--- Challenge ---
Return all of the entries exactly, with nothing added or left out.

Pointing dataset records
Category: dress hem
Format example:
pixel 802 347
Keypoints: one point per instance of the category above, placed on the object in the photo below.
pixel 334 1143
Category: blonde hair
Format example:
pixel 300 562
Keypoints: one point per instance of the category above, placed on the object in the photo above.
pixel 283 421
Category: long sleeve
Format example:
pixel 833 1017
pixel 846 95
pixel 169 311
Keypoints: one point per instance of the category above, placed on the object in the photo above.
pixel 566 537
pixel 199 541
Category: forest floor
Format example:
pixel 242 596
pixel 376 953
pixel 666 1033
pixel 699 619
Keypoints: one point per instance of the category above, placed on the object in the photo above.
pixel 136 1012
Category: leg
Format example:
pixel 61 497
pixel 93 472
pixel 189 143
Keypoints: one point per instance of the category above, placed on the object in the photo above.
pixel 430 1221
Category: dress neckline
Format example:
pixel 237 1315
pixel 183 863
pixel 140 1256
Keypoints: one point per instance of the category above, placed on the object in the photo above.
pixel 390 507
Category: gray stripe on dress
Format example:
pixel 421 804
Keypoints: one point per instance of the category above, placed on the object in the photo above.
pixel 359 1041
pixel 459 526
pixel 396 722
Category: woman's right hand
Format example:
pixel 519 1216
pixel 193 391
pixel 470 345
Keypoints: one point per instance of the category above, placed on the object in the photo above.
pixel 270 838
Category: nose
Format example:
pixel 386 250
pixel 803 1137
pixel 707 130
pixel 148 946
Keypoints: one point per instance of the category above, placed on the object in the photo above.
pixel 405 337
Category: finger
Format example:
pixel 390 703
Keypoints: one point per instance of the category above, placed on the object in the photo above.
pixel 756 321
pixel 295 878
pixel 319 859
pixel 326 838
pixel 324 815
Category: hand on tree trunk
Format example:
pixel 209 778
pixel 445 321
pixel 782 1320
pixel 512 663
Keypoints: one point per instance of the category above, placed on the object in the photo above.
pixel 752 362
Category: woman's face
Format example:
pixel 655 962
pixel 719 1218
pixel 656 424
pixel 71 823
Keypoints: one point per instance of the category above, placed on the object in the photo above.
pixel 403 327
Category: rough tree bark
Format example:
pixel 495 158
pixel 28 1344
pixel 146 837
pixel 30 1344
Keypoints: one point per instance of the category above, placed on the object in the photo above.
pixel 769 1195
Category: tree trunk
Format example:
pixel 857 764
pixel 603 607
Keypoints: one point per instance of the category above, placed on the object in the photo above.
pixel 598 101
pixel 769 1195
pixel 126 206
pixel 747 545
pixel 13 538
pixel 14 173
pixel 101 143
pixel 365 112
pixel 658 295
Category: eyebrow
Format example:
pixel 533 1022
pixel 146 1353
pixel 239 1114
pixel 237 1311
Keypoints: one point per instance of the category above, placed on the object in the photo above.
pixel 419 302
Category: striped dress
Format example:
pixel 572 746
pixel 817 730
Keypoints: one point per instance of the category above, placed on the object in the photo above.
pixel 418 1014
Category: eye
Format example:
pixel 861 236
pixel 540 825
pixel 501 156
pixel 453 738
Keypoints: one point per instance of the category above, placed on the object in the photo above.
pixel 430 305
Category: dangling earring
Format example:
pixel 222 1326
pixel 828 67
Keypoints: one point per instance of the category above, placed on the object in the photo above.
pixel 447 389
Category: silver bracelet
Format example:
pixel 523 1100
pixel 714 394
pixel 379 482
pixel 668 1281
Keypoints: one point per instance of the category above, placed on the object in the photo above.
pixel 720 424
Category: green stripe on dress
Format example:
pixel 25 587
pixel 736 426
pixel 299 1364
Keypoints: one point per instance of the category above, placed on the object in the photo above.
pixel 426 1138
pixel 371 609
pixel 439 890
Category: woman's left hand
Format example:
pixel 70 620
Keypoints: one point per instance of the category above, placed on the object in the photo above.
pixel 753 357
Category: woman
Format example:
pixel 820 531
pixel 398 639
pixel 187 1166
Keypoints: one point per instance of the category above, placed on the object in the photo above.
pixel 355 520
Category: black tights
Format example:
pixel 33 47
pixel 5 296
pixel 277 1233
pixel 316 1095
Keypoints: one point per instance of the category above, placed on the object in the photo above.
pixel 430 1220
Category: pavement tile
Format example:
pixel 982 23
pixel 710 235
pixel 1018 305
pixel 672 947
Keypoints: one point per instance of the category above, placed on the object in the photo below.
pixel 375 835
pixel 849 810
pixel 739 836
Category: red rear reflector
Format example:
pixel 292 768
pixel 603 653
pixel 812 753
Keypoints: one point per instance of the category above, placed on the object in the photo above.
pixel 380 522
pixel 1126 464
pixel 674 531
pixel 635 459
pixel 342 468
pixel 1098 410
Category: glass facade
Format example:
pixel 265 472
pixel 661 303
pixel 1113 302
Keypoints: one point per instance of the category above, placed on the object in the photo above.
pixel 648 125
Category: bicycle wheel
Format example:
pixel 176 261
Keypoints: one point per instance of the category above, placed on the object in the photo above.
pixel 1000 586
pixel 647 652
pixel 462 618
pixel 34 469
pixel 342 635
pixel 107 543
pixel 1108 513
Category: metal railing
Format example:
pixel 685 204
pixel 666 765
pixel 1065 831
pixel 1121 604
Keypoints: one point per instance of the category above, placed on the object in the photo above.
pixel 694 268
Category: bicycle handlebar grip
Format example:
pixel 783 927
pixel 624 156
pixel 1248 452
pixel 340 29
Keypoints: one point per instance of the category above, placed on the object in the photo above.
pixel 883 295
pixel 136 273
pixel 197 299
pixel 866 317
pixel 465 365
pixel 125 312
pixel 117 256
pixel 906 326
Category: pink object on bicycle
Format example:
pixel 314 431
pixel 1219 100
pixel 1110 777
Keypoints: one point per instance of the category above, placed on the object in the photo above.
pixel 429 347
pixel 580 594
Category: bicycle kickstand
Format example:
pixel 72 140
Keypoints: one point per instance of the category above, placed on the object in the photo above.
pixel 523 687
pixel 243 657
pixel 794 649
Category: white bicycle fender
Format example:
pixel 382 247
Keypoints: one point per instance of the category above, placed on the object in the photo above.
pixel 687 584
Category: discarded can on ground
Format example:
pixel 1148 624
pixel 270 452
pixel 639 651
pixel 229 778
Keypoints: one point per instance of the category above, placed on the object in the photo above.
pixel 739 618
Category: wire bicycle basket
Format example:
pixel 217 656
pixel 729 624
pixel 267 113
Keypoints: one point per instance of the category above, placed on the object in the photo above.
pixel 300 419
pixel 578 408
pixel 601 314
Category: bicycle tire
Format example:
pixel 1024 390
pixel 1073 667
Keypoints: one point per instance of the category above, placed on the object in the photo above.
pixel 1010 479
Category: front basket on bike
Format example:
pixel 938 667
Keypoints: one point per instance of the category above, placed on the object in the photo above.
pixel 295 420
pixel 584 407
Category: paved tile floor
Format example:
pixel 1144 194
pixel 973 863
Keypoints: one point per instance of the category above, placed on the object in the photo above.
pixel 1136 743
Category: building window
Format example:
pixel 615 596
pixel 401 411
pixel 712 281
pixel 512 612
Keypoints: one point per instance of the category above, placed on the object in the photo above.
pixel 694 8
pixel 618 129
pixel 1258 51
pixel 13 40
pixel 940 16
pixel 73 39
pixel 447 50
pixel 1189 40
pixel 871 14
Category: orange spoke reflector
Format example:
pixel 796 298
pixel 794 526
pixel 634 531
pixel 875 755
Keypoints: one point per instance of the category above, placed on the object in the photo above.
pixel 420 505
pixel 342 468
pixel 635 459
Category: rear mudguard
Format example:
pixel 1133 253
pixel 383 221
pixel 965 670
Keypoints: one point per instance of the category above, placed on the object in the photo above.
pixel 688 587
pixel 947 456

--- In response ---
Category: dress hem
Format example:
pixel 802 347
Keypoints: one point per instance of the category above, placed on the object in the photo below.
pixel 334 1143
Category: blonde hair
Format example:
pixel 300 562
Keypoints: one point per instance of the category above, placed on the object in the photo above.
pixel 283 421
Category: long sleeve
Format example:
pixel 833 1017
pixel 846 95
pixel 169 311
Keypoints: one point per instance of the category above, placed on the object in the photo above.
pixel 566 537
pixel 199 541
Category: forest floor
Format example:
pixel 242 596
pixel 376 953
pixel 666 1033
pixel 699 619
Keypoints: one point per instance of the category above, placed on the object in the photo above.
pixel 136 1012
Category: leg
Format example:
pixel 61 497
pixel 93 472
pixel 189 143
Keypoints: one point per instance of the category above, placed on the object in the photo above.
pixel 430 1221
Category: dress neckline
Format example:
pixel 237 1315
pixel 183 863
pixel 140 1256
Keypoints: one point per instance of the category above, placed on the object in the photo above.
pixel 390 507
Category: gray stripe on dress
Format example:
pixel 421 804
Keypoints: one point per instance of the category above, placed on the object in the photo above.
pixel 359 1041
pixel 459 526
pixel 396 722
Category: woman's right hand
Format example:
pixel 519 1216
pixel 193 391
pixel 470 345
Keypoints: one point per instance of the category above, placed on the object in the photo above.
pixel 270 838
Category: nose
Format example:
pixel 386 250
pixel 803 1137
pixel 707 130
pixel 148 946
Keypoints: one point per instance of the category above, placed on the object in the photo above.
pixel 405 337
Category: finger
Format example:
pixel 390 703
Keypoints: one point per instance of the category above, placed on the object in the photo above.
pixel 756 321
pixel 295 878
pixel 319 859
pixel 326 838
pixel 324 815
Category: hand on tree trunk
Format example:
pixel 209 778
pixel 445 321
pixel 782 1320
pixel 512 663
Keypoints: one point per instance of the category above, placed on the object in the photo above.
pixel 752 362
Category: woman's face
Format example:
pixel 655 962
pixel 719 1218
pixel 656 424
pixel 71 823
Keypoints: one point per instance of the category above, placed on the object in the photo above.
pixel 403 327
Category: rough tree bark
Format example:
pixel 495 158
pixel 28 1344
pixel 146 837
pixel 30 1344
Keypoints: one point per instance of the category above, placed on the object in the photo above.
pixel 769 1195
Category: tree trunk
Format example:
pixel 857 764
pixel 603 607
Keypoints: one point per instance of the category above, placed on the object in the photo above.
pixel 598 101
pixel 769 1195
pixel 126 206
pixel 747 545
pixel 13 538
pixel 14 173
pixel 101 143
pixel 365 112
pixel 658 295
Category: eyebrow
Format example:
pixel 533 1022
pixel 146 1353
pixel 239 1114
pixel 237 1311
Keypoints: one point per instance of the category above, placed on the object in the photo above.
pixel 419 302
Category: striped dress
Format example:
pixel 572 746
pixel 817 730
Keypoints: one point per instance of the category above, placed on the object in the photo above.
pixel 418 1014
Category: eye
Format example:
pixel 861 236
pixel 540 825
pixel 501 156
pixel 453 738
Keypoints: one point per instance of the category above, placed on the object in the photo above.
pixel 430 305
Category: dangling earring
Format example:
pixel 222 1326
pixel 828 67
Keypoints: one point per instance of the category above, placed on the object in the photo above.
pixel 447 389
Category: silver bracelet
Format example:
pixel 523 1100
pixel 714 394
pixel 379 482
pixel 668 1281
Keypoints: one point per instance of the category above, placed on the object in the photo above.
pixel 720 424
Category: green stripe on dress
Format example:
pixel 25 587
pixel 736 426
pixel 299 1364
Keypoints: one point per instance of the category above, placed on the object in the photo above.
pixel 426 1138
pixel 371 609
pixel 439 890
Category: woman's left hand
Format example:
pixel 70 620
Keypoints: one point per instance of the category above, placed on the object in the photo above.
pixel 753 357
Category: woman
Format example:
pixel 820 531
pixel 398 639
pixel 187 1166
Keypoints: one point per instance of the category above, placed on the object in the photo above.
pixel 355 520
Category: black tights
Format example:
pixel 33 47
pixel 5 296
pixel 277 1233
pixel 316 1095
Keypoints: one point per instance of the category above, placed on the object in the photo above.
pixel 430 1220
Category: pavement tile
Format example:
pixel 982 23
pixel 710 235
pixel 1018 305
pixel 672 947
Keypoints: one point per instance of the category above, placed on the object in the photo below.
pixel 375 835
pixel 849 810
pixel 739 836
Category: red rear reflector
Format example:
pixel 292 768
pixel 603 653
pixel 812 753
Keypoints: one point per instance of the category above, placed on the object in the photo above.
pixel 380 522
pixel 1126 464
pixel 674 531
pixel 635 459
pixel 342 468
pixel 1098 410
Category: glass facade
Format example:
pixel 265 472
pixel 661 303
pixel 1113 302
Keypoints: one point per instance of the category above, placed on the object in the photo above.
pixel 648 125
Category: bicycle wheel
Format example:
pixel 176 261
Keypoints: one point per instance of the category above, placed on the object in the photo above.
pixel 1000 586
pixel 647 652
pixel 462 618
pixel 34 469
pixel 342 635
pixel 107 543
pixel 1108 513
Category: metal railing
Format example:
pixel 685 204
pixel 666 765
pixel 1065 831
pixel 1121 604
Keypoints: one point per instance of the category above, placed on the object in the photo above.
pixel 694 268
Category: bicycle handlebar grip
Format example:
pixel 783 927
pixel 624 156
pixel 1248 452
pixel 340 29
Keypoints: one point per instance of the category above, placed on the object in the photo above.
pixel 883 295
pixel 136 273
pixel 197 299
pixel 866 317
pixel 465 365
pixel 125 312
pixel 117 256
pixel 906 326
Category: pink object on bicycle
Format example:
pixel 314 431
pixel 1219 100
pixel 1110 777
Keypoints: one point per instance of the category above, placed on the object in the photo above.
pixel 429 347
pixel 580 594
Category: bicycle kickstand
Format example:
pixel 72 140
Keypoints: one point per instance of the category above, placed on the object in the photo above.
pixel 523 687
pixel 243 657
pixel 794 649
Category: white bicycle fender
Format example:
pixel 382 247
Keypoints: one point per instance of the category above, placed on the object in the photo above.
pixel 687 584
Category: discarded can on ground
Format example:
pixel 1148 624
pixel 270 452
pixel 639 651
pixel 229 778
Keypoints: one point per instance of the category above, placed on the object in the photo above.
pixel 739 618
Category: wire bicycle basket
Format example:
pixel 217 656
pixel 729 624
pixel 267 113
Keypoints: one point per instance of the category above, placed on the object in the photo above.
pixel 300 419
pixel 578 408
pixel 601 314
Category: bicycle tire
Format example:
pixel 1024 390
pixel 1073 667
Keypoints: one point per instance of the category above, placed on the object in the photo above.
pixel 1010 479
Category: front basket on bike
Format example:
pixel 938 667
Keypoints: one point per instance of the category above, placed on the object in the photo above.
pixel 295 420
pixel 584 407
Category: paved tile floor
Format example:
pixel 1144 194
pixel 973 863
Keypoints: one point per instance of the category above, placed on the object in the photo above.
pixel 1136 743
Category: building window
Format example:
pixel 615 596
pixel 401 411
pixel 712 281
pixel 512 612
Keypoints: one point per instance of the category above, placed on the object in the photo above.
pixel 694 8
pixel 618 129
pixel 1258 51
pixel 13 40
pixel 940 16
pixel 73 39
pixel 447 50
pixel 1189 40
pixel 871 14
Category: orange spoke reflector
Format example:
pixel 796 298
pixel 794 526
pixel 634 531
pixel 875 755
Keypoints: one point per instance of the category above, placed on the object in the photo above.
pixel 420 505
pixel 342 468
pixel 635 459
Category: rear mudguard
Format example:
pixel 1133 253
pixel 383 221
pixel 965 670
Keypoints: one point per instance of the category above, placed on the object in the photo above.
pixel 688 587
pixel 947 456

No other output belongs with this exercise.